The Company's management shall recommend to the shareholders to vote in favor of
increasing the number of shares of Common Stock authorized. Management shall
also vote all of its shares in favor of increasing the number of authorized
shares of Common Stock.
(f) Listings or Quotation. The Company shall promptly secure the listing
or quotation of the Conversion Shares upon each national securities exchange,
automated quotation system or The National Association of Securities Dealers
Inc.'s Over-The-Counter Bulletin Board ("OTCBB") or other market, if any, upon
which shares of Common Stock are then listed or quoted (subject to official
notice of issuance) and shall use its best efforts to maintain, so long as any
other shares of Common Stock shall be so listed, such listing of all Conversion
Shares from time to time issuable under the terms of this Agreement. The Company
shall maintain the Common Stock's authorization for quotation on the OTCBB.
(g) Fees and Expenses.
(i) Each of the Company and the Buyer(s) shall pay all costs and expenses
incurred by such party in connection with the negotiation, investigation,
preparation, execution and delivery of the Transaction Documents. The Company
shall pay Yorkville Advisors LLC a fee equal to ten percent (10%) of the
Purchase Price.
(ii) The Company shall pay a structuring fee to Yorkville Advisors LLC of
Twenty Thousand Dollars ($20,000), which shall be paid from the gross proceeds
of the First Closing.
12
(iii) The Company shall issue to the Buyer a warrant (the "Warrant") to
purchase One Million One Hundred Twenty Five Thousand (1,125,000) shares of the
Company's Common Stock for a period of three (3) years at an exercise price of
$1.00 per share. The Warrant Shares shall have "piggy-back" and demand
registration rights.

— INSTRUCTION 1 —
Answer these questions about the agreement excerpt:
(a) On which market must the Company maintain the Common Stock's authorization for quotation?
(b) What is the amount of the structuring fee, and from what is it paid?
(c) What is the exercise price of the Warrant?
— INSTRUCTION 2 —
Carry the agreement excerpt forward, writing the part that comes after its last sentence.

(Stored items)

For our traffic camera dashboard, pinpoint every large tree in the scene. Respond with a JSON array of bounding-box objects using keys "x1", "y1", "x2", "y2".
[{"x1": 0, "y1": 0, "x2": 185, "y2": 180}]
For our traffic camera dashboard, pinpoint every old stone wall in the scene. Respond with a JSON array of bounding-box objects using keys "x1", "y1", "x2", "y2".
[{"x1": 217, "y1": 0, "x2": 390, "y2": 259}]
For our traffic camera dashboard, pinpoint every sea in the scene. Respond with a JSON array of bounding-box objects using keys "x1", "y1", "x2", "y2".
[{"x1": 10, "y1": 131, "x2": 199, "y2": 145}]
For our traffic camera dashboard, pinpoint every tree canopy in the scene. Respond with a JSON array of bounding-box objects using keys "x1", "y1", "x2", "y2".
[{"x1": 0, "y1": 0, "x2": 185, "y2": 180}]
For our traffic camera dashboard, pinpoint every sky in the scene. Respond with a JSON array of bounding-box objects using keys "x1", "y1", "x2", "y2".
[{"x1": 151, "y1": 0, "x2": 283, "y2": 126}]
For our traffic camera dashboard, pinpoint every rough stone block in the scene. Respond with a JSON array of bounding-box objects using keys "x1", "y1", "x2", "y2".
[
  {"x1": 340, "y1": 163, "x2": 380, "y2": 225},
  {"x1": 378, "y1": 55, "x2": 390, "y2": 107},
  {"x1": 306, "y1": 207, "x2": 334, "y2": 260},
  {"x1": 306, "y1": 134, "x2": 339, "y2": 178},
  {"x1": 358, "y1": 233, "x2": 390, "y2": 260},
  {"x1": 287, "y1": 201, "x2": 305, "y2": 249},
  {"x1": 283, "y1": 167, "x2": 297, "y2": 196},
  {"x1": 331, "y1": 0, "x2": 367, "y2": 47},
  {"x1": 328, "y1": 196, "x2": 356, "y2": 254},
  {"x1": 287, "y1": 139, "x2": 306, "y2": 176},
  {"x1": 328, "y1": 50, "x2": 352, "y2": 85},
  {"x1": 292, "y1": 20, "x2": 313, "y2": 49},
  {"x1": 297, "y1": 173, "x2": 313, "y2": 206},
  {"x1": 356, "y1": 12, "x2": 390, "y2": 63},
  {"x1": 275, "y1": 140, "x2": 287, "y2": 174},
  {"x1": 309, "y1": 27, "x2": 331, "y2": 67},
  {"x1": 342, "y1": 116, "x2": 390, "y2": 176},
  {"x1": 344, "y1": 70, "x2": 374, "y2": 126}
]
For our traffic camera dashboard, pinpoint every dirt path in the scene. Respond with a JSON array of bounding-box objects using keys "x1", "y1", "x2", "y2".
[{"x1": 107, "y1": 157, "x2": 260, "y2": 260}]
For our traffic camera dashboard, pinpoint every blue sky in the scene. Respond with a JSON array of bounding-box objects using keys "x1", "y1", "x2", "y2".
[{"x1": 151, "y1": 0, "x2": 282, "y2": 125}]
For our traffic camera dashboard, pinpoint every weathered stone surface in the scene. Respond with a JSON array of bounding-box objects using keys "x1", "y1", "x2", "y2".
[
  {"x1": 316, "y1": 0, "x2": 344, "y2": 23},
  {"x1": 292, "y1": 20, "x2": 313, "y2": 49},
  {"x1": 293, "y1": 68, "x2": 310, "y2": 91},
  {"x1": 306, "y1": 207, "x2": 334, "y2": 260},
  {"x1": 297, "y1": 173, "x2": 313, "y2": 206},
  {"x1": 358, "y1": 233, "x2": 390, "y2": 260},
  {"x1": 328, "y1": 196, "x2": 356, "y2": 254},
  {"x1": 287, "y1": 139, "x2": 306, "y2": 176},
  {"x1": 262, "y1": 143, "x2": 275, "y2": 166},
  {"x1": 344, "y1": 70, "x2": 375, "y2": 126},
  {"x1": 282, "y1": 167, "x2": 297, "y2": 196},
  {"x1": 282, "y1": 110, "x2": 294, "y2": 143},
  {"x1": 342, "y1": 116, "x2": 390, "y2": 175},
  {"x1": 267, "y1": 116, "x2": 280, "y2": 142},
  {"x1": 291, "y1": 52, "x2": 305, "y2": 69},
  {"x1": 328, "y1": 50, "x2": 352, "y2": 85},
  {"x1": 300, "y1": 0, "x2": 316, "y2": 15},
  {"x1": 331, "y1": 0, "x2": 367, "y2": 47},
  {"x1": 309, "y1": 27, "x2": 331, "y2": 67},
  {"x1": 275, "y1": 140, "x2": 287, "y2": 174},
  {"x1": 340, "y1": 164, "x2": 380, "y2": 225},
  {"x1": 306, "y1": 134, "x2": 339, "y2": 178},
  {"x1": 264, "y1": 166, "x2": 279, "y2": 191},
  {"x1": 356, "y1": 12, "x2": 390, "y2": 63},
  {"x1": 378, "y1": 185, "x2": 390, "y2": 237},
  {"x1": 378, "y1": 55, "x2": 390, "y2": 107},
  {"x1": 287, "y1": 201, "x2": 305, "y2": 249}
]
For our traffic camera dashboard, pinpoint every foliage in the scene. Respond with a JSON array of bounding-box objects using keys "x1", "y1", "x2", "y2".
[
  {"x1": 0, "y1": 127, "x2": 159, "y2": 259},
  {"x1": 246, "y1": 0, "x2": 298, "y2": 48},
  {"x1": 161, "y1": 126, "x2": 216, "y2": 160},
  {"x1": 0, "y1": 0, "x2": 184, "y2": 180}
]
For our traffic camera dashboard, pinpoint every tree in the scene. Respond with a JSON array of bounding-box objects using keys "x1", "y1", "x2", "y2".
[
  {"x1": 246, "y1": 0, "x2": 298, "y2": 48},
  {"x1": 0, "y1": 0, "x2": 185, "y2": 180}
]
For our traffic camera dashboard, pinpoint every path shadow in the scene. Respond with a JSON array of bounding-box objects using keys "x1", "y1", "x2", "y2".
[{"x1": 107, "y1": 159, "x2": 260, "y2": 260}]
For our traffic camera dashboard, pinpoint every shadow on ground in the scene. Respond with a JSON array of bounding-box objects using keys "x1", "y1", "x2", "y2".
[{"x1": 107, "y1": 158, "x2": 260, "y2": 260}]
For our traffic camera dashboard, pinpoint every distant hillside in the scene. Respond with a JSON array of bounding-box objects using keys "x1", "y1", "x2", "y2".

— RIGHT ANSWER 1 —
(a) The OTCBB (The National Association of Securities Dealers Inc.'s Over-The-Counter Bulletin Board).
(b) Twenty Thousand Dollars ($20,000), paid from the gross proceeds of the First Closing.
(c) $1.00 per share.

— RIGHT ANSWER 2 —
(iv) The Company shall issue to the Buyer Three Hundred Thousand (300,000)
shares of the Company's Common Stock (the "Commitment Shares"), which shall be
delivered to the Buyer prior to the First Closing Date. The Commitment Shares
shall be deemed fully earned on the date hereof and shall have "piggy-back" and
demand registration rights.
(v) The Company has paid to the Buyer a non-refundable due diligence fee
of Ten Thousand Dollars ($10,000.
(h) Corporate Existence. So long as any of the Convertible Debentures
remain outstanding, the Company shall not directly or indirectly consummate any
merger, reorganization, restructuring, reverse stock split consolidation, sale
of all or substantially all of the Company's assets or any similar transaction
or related transactions (each such transaction, an "Organizational Change")
unless, prior to the consummation an Organizational Change, the Company obtains
the written consent of each Buyer. In any such case, the Company will make
appropriate provision with respect to such holders' rights and interests to
insure that the provisions of this Section 4(h) will thereafter be applicable to
the Convertible Debentures.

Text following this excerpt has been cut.